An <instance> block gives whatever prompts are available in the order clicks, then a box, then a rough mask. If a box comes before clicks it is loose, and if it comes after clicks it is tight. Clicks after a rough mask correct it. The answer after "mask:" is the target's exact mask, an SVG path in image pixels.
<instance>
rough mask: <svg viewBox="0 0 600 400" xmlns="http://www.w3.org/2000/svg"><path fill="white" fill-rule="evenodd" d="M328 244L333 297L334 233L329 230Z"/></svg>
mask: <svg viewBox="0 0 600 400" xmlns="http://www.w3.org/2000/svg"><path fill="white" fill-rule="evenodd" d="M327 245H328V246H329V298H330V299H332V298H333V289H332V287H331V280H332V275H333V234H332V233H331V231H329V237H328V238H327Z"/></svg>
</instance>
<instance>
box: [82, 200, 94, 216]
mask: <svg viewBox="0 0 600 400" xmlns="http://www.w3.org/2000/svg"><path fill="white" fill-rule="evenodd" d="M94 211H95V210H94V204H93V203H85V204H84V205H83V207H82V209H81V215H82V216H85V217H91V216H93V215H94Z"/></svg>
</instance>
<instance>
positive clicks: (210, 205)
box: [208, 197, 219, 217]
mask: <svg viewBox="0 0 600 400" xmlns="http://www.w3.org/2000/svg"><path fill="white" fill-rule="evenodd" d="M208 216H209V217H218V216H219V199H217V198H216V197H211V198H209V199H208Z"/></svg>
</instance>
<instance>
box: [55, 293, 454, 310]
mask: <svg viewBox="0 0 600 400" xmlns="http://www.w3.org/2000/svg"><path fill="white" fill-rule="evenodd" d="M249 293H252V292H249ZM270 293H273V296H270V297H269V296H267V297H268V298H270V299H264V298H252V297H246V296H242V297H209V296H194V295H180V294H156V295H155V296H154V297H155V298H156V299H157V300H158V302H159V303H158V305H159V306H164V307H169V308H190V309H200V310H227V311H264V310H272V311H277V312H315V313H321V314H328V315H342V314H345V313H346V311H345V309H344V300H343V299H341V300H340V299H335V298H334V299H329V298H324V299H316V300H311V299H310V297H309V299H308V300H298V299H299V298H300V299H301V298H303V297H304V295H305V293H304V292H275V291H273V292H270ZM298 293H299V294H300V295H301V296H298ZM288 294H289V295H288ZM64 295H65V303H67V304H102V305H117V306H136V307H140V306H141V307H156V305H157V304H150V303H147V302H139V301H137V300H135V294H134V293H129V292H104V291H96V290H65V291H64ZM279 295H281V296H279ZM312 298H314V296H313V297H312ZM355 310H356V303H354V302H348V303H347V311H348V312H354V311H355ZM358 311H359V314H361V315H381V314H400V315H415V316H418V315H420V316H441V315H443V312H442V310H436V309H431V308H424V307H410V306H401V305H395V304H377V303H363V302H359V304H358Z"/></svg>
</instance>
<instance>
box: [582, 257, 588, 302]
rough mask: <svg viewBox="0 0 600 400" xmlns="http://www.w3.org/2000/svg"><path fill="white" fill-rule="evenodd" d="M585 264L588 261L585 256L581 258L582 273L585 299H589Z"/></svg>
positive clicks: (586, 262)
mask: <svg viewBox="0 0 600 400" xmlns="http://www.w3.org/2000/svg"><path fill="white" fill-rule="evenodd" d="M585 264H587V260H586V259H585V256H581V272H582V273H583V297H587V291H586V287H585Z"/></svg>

══════════════════════════════

Repeat the listing from its first line through the line containing "244L333 297L334 233L329", substituting "wide" for "loose" and leaving everything else the same.

An <instance> block gives whatever prompts are available in the order clicks, then a box, then a rough mask. If a box comes before clicks it is wide, and if it comes after clicks it is tight. Clicks after a rough mask correct it. The answer after "mask:" is the target's exact mask, an SVG path in image pixels.
<instance>
rough mask: <svg viewBox="0 0 600 400" xmlns="http://www.w3.org/2000/svg"><path fill="white" fill-rule="evenodd" d="M328 244L333 297L334 233L329 230Z"/></svg>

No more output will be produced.